_SET TASK_. Copy the entries from the line containing "Target: balcony railing" through the end of the entries, inclusive, swapping "curb" for "road edge" and leaving everything else unchanged.

_STORED DATA_.
####
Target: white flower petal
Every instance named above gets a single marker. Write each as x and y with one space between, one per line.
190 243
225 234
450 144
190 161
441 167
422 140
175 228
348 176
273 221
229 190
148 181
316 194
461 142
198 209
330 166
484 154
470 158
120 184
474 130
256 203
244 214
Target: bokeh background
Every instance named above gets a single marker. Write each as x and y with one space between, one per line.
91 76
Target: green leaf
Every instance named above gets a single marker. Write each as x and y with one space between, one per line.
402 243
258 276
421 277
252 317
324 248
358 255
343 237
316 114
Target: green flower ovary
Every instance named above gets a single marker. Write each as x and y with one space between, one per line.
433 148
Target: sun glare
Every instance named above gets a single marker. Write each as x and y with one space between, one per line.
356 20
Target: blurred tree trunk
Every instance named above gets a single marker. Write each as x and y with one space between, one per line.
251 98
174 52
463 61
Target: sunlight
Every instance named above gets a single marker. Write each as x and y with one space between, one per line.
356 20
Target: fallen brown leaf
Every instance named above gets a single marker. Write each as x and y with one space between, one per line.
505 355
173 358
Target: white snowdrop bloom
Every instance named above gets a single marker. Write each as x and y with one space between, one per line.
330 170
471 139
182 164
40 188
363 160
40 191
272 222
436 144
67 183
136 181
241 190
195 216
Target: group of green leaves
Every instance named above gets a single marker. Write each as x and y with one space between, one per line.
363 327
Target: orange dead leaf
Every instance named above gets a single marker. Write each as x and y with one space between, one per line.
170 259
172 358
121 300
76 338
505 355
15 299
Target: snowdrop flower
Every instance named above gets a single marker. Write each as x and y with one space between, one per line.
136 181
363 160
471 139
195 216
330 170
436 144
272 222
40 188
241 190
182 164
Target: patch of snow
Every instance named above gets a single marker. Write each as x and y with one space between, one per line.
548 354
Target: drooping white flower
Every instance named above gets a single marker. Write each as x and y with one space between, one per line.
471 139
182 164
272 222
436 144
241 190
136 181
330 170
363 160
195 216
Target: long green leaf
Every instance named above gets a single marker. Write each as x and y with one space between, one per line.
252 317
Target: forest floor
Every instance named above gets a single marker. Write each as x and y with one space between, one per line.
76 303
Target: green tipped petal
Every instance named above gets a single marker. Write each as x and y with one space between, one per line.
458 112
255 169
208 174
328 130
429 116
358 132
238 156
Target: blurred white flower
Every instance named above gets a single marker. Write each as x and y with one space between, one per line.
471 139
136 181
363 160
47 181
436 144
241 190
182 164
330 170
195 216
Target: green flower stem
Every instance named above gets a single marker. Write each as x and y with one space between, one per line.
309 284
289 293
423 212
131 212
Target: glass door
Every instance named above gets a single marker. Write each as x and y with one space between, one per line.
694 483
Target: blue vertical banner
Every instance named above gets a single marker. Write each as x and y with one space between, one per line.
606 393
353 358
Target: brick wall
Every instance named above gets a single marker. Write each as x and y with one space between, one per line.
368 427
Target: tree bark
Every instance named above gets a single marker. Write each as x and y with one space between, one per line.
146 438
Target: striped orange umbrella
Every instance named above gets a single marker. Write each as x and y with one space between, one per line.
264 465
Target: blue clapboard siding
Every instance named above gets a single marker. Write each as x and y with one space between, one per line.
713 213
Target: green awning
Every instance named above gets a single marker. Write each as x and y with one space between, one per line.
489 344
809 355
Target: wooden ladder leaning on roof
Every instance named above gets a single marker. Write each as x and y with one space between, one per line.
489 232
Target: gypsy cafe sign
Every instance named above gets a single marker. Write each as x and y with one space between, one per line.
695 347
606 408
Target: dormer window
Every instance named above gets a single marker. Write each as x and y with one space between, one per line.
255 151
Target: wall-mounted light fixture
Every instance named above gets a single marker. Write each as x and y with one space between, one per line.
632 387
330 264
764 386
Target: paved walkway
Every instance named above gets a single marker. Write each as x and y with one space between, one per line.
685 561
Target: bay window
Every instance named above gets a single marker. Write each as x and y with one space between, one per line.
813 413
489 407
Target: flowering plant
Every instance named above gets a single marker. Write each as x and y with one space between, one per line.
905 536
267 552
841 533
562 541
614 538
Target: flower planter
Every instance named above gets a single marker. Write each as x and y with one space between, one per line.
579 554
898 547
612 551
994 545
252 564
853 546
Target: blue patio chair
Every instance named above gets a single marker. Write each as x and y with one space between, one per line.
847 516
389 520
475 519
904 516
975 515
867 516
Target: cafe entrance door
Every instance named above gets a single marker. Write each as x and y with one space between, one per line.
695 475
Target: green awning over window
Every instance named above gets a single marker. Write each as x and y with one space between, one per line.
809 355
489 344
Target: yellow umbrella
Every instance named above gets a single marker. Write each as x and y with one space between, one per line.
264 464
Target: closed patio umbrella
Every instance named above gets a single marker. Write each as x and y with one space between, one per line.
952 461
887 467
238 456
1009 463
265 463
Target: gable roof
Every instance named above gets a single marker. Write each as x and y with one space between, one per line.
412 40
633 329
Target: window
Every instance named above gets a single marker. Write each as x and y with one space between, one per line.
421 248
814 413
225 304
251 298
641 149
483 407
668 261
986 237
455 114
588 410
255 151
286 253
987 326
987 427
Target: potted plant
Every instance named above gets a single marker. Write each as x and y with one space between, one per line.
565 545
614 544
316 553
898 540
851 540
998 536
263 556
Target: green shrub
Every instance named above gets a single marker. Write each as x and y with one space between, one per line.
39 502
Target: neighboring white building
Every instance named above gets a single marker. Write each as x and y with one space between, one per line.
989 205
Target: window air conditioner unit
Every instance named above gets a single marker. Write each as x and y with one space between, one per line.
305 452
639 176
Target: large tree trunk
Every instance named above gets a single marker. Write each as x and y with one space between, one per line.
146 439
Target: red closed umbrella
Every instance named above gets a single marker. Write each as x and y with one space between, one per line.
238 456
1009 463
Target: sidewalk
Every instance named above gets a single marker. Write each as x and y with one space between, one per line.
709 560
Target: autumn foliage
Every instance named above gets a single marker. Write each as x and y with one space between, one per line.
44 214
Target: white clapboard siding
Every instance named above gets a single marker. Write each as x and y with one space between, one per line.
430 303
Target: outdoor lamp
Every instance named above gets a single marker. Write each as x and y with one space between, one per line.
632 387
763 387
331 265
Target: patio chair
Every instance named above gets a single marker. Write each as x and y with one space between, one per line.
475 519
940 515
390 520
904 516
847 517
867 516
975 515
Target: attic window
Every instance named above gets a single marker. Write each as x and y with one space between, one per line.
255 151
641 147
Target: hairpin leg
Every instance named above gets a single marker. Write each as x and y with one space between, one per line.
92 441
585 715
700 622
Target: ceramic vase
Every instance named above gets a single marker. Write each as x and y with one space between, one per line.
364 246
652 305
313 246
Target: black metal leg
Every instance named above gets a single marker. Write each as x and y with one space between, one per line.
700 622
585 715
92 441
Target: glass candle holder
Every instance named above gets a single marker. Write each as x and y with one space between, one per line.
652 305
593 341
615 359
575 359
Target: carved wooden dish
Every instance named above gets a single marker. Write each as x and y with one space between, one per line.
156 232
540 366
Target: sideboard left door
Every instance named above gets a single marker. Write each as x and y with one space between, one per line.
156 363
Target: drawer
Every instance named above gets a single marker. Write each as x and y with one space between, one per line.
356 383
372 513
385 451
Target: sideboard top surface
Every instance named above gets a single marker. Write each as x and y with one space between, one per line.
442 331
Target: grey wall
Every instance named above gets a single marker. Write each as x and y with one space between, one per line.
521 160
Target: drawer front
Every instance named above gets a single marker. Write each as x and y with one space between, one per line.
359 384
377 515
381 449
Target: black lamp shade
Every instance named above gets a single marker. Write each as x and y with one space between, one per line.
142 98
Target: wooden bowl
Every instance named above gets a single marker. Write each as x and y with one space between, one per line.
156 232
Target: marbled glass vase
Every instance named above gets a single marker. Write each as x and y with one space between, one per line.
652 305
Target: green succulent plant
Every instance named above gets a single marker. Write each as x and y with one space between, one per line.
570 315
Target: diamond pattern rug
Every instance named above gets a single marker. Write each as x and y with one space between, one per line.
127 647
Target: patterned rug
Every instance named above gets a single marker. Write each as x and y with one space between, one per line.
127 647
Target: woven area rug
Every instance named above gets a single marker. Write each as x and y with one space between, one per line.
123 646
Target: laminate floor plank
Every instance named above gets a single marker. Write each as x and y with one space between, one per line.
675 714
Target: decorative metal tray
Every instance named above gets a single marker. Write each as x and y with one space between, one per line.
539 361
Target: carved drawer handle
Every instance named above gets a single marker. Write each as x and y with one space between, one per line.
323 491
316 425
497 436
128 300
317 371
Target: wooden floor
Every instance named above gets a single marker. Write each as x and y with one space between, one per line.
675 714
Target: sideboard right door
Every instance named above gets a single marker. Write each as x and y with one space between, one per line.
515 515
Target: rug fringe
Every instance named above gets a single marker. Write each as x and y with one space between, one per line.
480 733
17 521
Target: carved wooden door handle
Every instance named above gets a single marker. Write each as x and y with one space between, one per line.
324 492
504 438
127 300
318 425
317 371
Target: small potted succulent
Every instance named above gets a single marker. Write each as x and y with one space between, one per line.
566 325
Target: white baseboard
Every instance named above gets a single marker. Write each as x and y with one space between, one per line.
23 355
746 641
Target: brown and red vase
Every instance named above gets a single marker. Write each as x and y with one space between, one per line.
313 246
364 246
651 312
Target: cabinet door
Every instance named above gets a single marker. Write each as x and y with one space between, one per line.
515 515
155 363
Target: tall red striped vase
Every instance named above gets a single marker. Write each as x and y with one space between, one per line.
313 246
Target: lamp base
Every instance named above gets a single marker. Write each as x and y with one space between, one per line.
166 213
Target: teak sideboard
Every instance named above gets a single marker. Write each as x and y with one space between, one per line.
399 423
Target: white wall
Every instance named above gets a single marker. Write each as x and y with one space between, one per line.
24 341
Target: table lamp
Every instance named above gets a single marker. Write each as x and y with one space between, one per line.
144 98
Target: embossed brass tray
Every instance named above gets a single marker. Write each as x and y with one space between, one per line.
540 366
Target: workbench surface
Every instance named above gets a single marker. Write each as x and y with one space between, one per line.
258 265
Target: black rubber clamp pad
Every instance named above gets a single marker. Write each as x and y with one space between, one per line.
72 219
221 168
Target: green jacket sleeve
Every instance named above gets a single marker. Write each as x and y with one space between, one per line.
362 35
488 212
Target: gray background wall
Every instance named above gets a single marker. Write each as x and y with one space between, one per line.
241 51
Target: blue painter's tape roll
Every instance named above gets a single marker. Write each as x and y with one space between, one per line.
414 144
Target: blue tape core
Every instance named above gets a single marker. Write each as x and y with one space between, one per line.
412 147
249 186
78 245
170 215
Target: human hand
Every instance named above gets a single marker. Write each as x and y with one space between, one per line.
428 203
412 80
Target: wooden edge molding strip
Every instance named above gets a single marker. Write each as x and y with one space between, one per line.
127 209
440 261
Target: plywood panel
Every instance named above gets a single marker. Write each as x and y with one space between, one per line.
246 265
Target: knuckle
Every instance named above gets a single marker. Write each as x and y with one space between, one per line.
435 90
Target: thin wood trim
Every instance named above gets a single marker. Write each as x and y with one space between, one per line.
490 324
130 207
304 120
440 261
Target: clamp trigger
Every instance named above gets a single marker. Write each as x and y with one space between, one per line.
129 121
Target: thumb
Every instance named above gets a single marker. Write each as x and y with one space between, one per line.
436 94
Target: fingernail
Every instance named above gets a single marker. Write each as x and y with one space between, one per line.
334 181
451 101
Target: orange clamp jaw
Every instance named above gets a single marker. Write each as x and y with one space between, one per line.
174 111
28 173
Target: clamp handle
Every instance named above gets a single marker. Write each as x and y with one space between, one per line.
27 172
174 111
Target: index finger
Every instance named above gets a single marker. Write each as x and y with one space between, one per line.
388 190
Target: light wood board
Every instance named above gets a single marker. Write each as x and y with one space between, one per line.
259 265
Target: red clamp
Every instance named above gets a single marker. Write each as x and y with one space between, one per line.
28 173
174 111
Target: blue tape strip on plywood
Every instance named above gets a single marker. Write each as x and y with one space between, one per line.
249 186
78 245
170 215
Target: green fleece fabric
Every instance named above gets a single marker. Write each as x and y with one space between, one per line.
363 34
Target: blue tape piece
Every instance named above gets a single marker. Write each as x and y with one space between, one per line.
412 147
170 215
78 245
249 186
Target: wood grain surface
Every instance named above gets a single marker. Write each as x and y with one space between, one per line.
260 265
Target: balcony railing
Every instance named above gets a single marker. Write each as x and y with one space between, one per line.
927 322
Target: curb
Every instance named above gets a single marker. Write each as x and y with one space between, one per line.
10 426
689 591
####
_EXPECTED ANSWER_.
Target: balcony railing
Every instance named above gets a single marker. Write each as x and y with one space between, one per line.
927 322
Target: road edge
Every instance named above gets a single marker. Write each as x and y with one space between, one per line.
10 426
689 591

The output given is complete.